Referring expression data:
<<<<
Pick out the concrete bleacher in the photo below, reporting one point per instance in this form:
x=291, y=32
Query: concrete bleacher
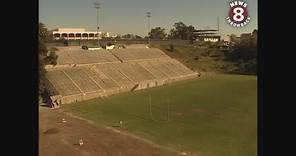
x=138, y=54
x=103, y=73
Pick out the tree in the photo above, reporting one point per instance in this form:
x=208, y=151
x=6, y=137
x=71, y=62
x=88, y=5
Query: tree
x=44, y=59
x=244, y=55
x=44, y=34
x=157, y=33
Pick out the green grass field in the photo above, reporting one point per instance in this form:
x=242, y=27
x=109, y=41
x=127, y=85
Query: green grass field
x=213, y=115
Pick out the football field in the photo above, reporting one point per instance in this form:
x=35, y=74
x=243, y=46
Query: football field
x=208, y=116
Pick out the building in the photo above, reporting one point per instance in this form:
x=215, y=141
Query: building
x=207, y=35
x=75, y=34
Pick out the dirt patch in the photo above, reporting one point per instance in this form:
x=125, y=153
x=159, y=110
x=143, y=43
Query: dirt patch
x=51, y=131
x=214, y=114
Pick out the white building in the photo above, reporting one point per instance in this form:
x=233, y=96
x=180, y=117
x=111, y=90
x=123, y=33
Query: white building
x=75, y=34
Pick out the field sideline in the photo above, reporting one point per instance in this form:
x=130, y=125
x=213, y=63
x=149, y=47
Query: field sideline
x=209, y=116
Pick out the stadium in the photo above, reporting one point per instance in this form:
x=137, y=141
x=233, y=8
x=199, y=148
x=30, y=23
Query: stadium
x=83, y=74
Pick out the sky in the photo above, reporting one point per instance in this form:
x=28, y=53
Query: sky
x=129, y=16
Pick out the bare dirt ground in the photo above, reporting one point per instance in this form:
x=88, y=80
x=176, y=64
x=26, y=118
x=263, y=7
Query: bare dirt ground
x=57, y=138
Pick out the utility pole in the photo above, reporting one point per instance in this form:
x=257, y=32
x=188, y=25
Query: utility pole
x=168, y=109
x=150, y=111
x=148, y=14
x=97, y=6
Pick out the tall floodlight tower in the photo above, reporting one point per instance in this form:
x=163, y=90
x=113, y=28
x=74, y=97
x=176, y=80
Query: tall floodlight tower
x=97, y=6
x=218, y=24
x=148, y=14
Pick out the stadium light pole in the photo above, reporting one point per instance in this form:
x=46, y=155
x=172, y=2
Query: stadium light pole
x=148, y=14
x=97, y=6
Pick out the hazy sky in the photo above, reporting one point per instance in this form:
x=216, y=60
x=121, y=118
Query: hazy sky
x=128, y=16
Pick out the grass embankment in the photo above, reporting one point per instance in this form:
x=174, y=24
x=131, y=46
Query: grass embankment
x=214, y=115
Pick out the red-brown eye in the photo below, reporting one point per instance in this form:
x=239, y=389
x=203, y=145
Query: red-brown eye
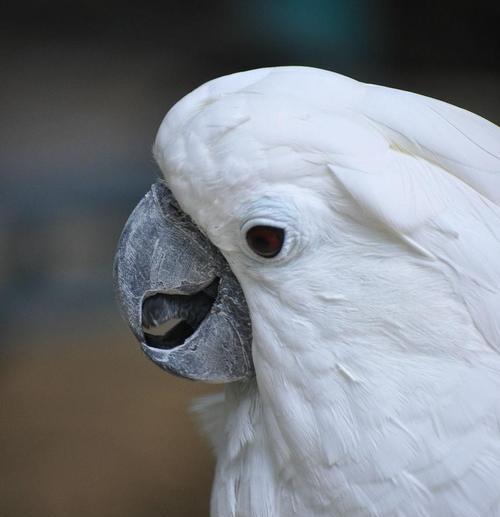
x=266, y=241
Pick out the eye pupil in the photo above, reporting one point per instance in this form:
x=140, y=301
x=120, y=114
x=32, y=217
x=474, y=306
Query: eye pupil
x=266, y=241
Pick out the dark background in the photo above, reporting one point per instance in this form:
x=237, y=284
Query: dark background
x=88, y=427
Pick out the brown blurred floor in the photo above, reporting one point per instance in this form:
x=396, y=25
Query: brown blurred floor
x=94, y=429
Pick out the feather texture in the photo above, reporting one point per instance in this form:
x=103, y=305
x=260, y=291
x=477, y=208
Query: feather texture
x=376, y=329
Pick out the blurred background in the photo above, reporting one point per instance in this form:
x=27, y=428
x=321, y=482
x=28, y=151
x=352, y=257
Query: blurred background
x=88, y=427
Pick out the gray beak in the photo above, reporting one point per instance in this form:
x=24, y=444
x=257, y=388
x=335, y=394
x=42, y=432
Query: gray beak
x=169, y=276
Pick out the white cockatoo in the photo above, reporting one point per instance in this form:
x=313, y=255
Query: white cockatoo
x=331, y=250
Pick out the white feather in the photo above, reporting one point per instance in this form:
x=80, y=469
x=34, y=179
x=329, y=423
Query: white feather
x=376, y=330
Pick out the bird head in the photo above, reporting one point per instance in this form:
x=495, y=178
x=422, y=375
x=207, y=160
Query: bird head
x=285, y=210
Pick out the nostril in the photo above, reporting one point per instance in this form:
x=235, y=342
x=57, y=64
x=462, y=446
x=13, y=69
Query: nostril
x=174, y=337
x=169, y=319
x=161, y=328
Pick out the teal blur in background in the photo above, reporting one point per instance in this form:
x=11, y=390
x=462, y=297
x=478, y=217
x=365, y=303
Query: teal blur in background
x=88, y=426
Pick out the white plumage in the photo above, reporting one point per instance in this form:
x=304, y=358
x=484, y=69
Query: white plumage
x=377, y=328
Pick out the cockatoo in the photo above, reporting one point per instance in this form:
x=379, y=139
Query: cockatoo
x=330, y=250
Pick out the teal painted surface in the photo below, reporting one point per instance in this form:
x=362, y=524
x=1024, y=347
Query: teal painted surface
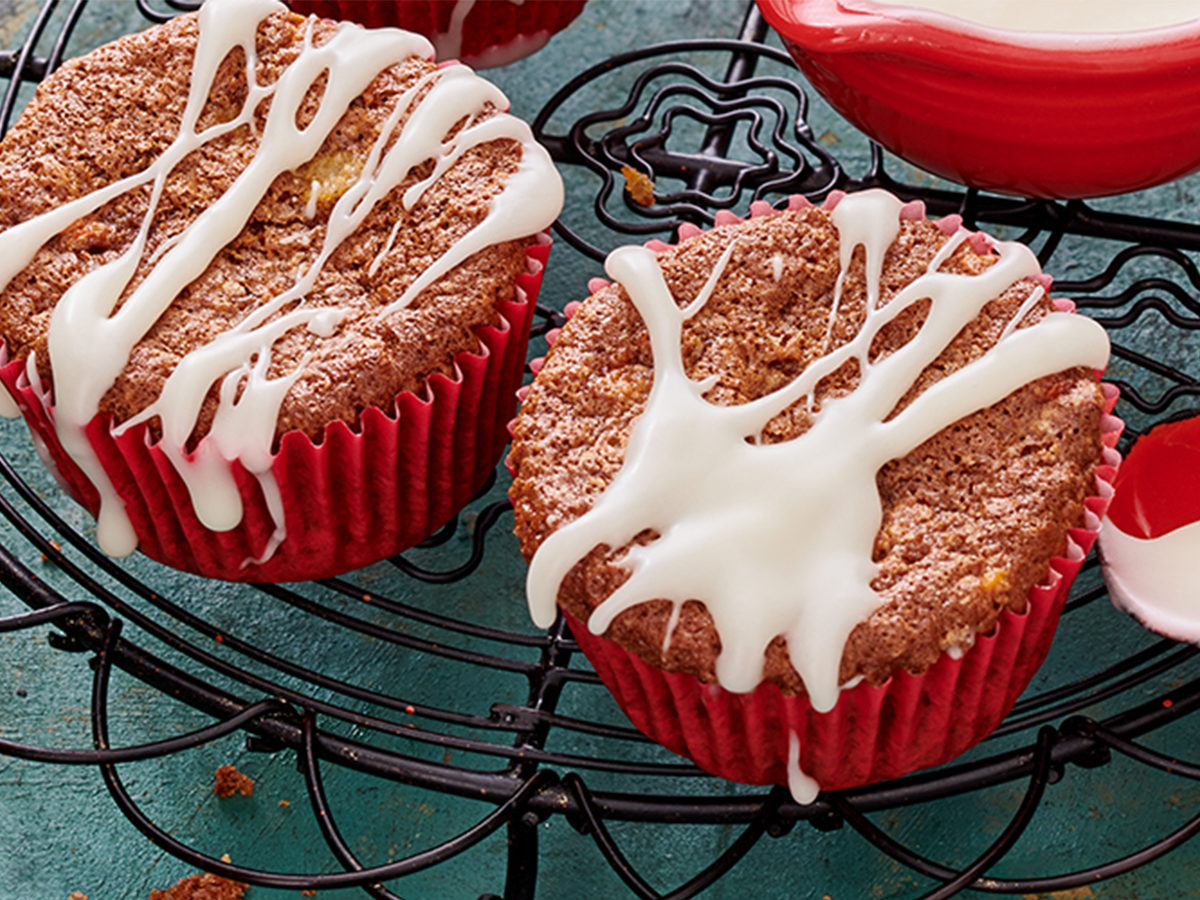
x=59, y=832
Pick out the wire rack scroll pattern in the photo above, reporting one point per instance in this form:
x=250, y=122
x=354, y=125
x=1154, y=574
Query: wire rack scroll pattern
x=528, y=749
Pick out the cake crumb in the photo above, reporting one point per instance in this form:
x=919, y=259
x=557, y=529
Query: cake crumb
x=202, y=887
x=640, y=186
x=995, y=580
x=231, y=781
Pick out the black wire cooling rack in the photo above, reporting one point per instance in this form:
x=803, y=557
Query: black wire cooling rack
x=723, y=123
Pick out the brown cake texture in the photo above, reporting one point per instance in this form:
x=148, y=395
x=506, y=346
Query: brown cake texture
x=109, y=114
x=971, y=519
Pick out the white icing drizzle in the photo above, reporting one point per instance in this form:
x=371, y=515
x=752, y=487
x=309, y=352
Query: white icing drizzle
x=803, y=787
x=1155, y=579
x=777, y=540
x=1061, y=16
x=90, y=343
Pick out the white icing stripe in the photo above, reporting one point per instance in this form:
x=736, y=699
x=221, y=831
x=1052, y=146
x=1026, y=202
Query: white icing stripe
x=803, y=787
x=90, y=343
x=802, y=568
x=1155, y=579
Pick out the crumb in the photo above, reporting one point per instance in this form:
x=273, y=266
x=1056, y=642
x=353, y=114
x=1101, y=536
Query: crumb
x=231, y=781
x=639, y=185
x=202, y=887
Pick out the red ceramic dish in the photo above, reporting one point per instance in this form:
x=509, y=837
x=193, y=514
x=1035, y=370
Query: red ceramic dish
x=1030, y=113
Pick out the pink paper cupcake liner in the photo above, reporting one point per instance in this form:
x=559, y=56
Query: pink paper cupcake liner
x=873, y=733
x=352, y=498
x=911, y=721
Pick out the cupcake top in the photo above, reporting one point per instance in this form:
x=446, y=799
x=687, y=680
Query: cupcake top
x=808, y=448
x=243, y=223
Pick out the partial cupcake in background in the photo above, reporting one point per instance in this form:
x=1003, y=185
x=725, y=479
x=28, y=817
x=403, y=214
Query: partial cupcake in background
x=1150, y=540
x=269, y=333
x=483, y=34
x=811, y=487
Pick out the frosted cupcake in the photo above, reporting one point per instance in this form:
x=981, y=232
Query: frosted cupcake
x=265, y=286
x=811, y=487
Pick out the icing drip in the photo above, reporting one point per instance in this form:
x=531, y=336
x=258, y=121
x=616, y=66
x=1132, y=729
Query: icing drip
x=801, y=568
x=1153, y=579
x=1063, y=16
x=803, y=787
x=90, y=343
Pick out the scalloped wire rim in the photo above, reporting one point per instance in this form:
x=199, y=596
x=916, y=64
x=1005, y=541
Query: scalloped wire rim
x=528, y=789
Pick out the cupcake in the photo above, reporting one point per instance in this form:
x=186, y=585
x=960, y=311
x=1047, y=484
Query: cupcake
x=1151, y=535
x=265, y=287
x=810, y=487
x=479, y=33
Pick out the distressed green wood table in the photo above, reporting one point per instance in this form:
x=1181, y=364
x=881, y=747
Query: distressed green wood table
x=60, y=832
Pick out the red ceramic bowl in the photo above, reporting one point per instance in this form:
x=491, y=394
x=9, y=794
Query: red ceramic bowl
x=1029, y=113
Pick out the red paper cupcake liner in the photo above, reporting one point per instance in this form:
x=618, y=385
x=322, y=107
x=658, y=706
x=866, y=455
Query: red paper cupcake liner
x=349, y=499
x=911, y=721
x=873, y=733
x=489, y=29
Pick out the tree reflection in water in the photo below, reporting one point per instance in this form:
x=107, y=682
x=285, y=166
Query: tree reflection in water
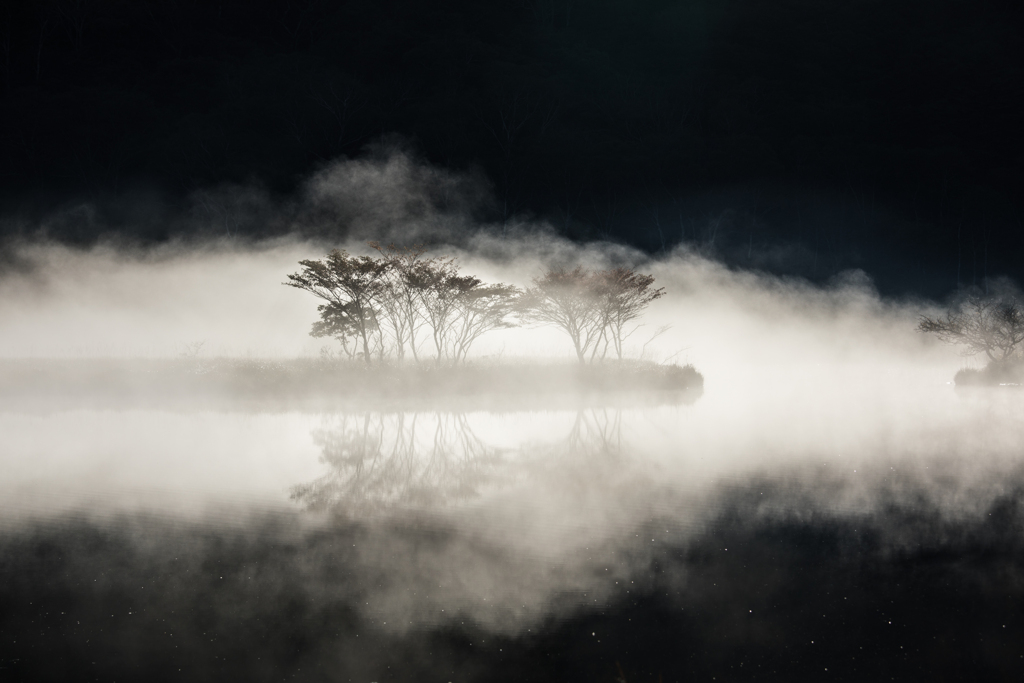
x=380, y=462
x=383, y=461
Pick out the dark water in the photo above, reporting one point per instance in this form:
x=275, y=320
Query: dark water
x=839, y=539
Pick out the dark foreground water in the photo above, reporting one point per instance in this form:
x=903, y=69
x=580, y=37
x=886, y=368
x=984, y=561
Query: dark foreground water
x=849, y=540
x=901, y=594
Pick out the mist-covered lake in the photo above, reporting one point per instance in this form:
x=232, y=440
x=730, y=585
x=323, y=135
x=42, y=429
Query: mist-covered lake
x=829, y=507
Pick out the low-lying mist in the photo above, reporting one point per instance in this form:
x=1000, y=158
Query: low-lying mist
x=827, y=501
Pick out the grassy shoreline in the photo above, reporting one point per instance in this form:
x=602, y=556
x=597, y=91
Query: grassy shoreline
x=311, y=384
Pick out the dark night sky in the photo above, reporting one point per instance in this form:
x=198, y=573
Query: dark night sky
x=804, y=136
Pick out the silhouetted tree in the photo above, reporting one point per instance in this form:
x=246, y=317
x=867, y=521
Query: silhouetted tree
x=627, y=295
x=980, y=323
x=595, y=308
x=382, y=303
x=460, y=308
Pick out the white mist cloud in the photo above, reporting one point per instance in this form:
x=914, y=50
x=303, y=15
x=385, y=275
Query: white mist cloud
x=830, y=388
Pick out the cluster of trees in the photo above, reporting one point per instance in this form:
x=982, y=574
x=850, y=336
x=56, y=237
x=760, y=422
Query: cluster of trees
x=388, y=306
x=991, y=324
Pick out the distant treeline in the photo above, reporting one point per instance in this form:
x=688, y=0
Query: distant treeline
x=399, y=305
x=855, y=130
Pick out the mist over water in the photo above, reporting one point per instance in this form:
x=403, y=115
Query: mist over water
x=828, y=485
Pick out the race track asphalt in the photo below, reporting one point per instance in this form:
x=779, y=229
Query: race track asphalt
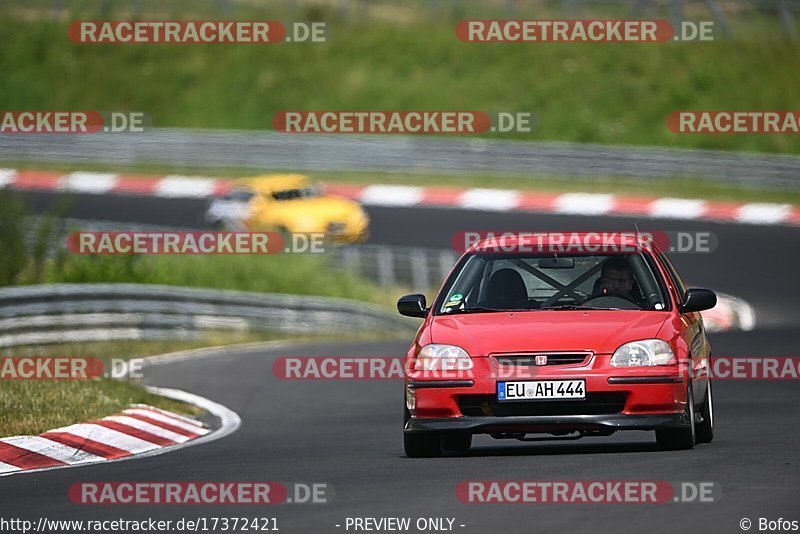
>>>>
*Task goal*: Identify each line in the entries with the word "asphalt" and copy it.

*Solution to this exercise*:
Pick out the race track asphalt in the photo below, reporting one point per instance in this form:
Query: race track asphalt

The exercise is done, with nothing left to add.